Return every line of the items below that contains the string "positive". Case counts.

(Beginning of Working data)

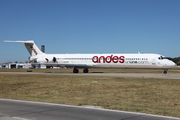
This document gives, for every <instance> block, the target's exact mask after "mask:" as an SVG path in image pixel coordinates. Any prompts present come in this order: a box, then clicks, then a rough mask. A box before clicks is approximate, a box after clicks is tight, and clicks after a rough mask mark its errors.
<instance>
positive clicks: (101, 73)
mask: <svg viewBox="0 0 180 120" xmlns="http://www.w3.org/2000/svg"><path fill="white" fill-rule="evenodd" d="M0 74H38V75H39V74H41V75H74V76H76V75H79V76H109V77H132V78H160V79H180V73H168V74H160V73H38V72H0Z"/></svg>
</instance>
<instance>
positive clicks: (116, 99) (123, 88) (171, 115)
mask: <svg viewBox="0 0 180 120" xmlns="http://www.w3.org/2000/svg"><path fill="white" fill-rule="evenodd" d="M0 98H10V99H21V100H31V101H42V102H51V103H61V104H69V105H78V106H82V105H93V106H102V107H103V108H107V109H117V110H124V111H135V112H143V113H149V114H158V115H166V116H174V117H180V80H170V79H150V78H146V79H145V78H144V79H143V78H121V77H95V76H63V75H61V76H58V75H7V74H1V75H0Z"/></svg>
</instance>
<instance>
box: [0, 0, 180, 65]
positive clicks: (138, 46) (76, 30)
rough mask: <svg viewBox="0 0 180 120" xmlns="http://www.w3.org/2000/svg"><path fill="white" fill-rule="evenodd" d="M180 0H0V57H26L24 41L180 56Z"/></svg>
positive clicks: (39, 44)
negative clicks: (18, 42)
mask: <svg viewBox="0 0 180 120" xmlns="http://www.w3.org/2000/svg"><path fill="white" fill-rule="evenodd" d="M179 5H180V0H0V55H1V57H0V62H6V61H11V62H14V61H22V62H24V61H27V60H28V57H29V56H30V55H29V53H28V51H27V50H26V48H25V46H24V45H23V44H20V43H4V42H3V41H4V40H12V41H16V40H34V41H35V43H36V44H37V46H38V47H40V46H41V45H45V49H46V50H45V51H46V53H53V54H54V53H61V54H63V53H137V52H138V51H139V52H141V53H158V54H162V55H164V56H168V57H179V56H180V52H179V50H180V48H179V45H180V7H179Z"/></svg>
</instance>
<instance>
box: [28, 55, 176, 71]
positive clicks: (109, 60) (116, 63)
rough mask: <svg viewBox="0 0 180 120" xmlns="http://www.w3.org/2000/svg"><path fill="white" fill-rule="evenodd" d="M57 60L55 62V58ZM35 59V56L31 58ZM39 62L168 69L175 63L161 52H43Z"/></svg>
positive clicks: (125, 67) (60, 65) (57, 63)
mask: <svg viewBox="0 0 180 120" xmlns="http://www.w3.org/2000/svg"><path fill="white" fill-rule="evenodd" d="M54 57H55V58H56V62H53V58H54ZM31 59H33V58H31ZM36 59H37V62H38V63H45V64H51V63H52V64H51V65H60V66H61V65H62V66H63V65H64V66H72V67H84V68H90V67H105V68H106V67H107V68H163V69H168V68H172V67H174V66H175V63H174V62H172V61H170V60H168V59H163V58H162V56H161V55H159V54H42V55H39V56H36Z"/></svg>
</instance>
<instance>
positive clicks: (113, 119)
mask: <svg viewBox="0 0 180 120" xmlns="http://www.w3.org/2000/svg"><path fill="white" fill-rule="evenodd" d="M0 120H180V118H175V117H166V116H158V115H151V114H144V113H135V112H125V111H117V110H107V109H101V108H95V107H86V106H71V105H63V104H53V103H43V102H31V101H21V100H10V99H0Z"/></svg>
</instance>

(End of Working data)

▸ **Task output**
positive clicks: (101, 73)
positive clicks: (116, 99) (123, 88) (171, 115)
positive clicks: (138, 46) (76, 30)
positive clicks: (39, 44)
positive clicks: (109, 60) (116, 63)
positive clicks: (125, 67) (60, 65) (57, 63)
positive clicks: (113, 119)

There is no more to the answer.